• _The exercise_:
Return the whole listing, line for line, without the pictures in it.
======== Stored rows ========
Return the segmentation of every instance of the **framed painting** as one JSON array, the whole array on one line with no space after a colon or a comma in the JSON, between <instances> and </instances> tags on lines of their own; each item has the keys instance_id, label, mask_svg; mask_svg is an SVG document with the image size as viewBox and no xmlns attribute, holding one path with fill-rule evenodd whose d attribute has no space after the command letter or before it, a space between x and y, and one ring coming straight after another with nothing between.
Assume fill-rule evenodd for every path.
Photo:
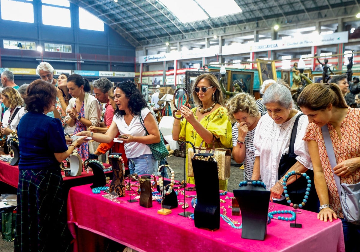
<instances>
[{"instance_id":1,"label":"framed painting","mask_svg":"<svg viewBox=\"0 0 360 252\"><path fill-rule=\"evenodd\" d=\"M264 81L276 79L275 62L256 59L257 71L259 72L259 80L261 86Z\"/></svg>"},{"instance_id":2,"label":"framed painting","mask_svg":"<svg viewBox=\"0 0 360 252\"><path fill-rule=\"evenodd\" d=\"M323 74L311 75L311 79L315 83L322 83Z\"/></svg>"},{"instance_id":3,"label":"framed painting","mask_svg":"<svg viewBox=\"0 0 360 252\"><path fill-rule=\"evenodd\" d=\"M218 80L220 80L221 75L218 72L205 72L202 71L185 71L185 89L186 89L190 96L189 100L189 103L193 104L194 101L191 95L191 87L193 85L194 81L196 77L203 73L212 73L216 76ZM225 76L226 76L225 75ZM225 82L225 81L224 81Z\"/></svg>"},{"instance_id":4,"label":"framed painting","mask_svg":"<svg viewBox=\"0 0 360 252\"><path fill-rule=\"evenodd\" d=\"M291 85L290 83L290 75L292 75L291 70L281 69L281 78L284 80L289 85Z\"/></svg>"},{"instance_id":5,"label":"framed painting","mask_svg":"<svg viewBox=\"0 0 360 252\"><path fill-rule=\"evenodd\" d=\"M251 95L253 94L254 72L250 71L234 71L230 70L231 92L242 91Z\"/></svg>"},{"instance_id":6,"label":"framed painting","mask_svg":"<svg viewBox=\"0 0 360 252\"><path fill-rule=\"evenodd\" d=\"M141 93L143 94L143 96L145 101L149 99L149 85L148 84L141 84Z\"/></svg>"}]
</instances>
========
• _Solution for this exercise_:
Return the segmentation of every instance of the **framed painting** as one JSON array, the whole array on one line with no space after a colon or a comma in the JSON, between <instances> and </instances> tags on lines of their own; each item has the keys instance_id, label, mask_svg; mask_svg is an SVG document with the image size as viewBox and no xmlns attribute, holding one path with fill-rule evenodd whose d attribute has no space after the command letter or before it, a space between x and y, and one ring coming straight after another with nothing between.
Assume fill-rule evenodd for every path.
Photo:
<instances>
[{"instance_id":1,"label":"framed painting","mask_svg":"<svg viewBox=\"0 0 360 252\"><path fill-rule=\"evenodd\" d=\"M264 81L276 79L275 62L256 59L257 71L259 72L259 80L261 86Z\"/></svg>"},{"instance_id":2,"label":"framed painting","mask_svg":"<svg viewBox=\"0 0 360 252\"><path fill-rule=\"evenodd\" d=\"M323 74L311 75L311 79L315 83L322 83Z\"/></svg>"},{"instance_id":3,"label":"framed painting","mask_svg":"<svg viewBox=\"0 0 360 252\"><path fill-rule=\"evenodd\" d=\"M218 80L220 80L221 75L218 72L205 72L202 71L185 71L185 89L186 89L190 96L189 100L189 103L193 104L194 101L191 95L191 87L193 85L194 81L196 77L203 73L212 73L216 76ZM225 76L226 76L225 75ZM225 82L225 81L224 81Z\"/></svg>"},{"instance_id":4,"label":"framed painting","mask_svg":"<svg viewBox=\"0 0 360 252\"><path fill-rule=\"evenodd\" d=\"M291 85L290 83L290 75L292 75L291 70L281 69L281 78L284 80L289 85Z\"/></svg>"},{"instance_id":5,"label":"framed painting","mask_svg":"<svg viewBox=\"0 0 360 252\"><path fill-rule=\"evenodd\" d=\"M251 95L253 94L254 72L250 71L234 71L230 70L231 92L242 91Z\"/></svg>"},{"instance_id":6,"label":"framed painting","mask_svg":"<svg viewBox=\"0 0 360 252\"><path fill-rule=\"evenodd\" d=\"M141 93L143 94L143 96L145 101L149 99L149 85L148 84L141 84Z\"/></svg>"}]
</instances>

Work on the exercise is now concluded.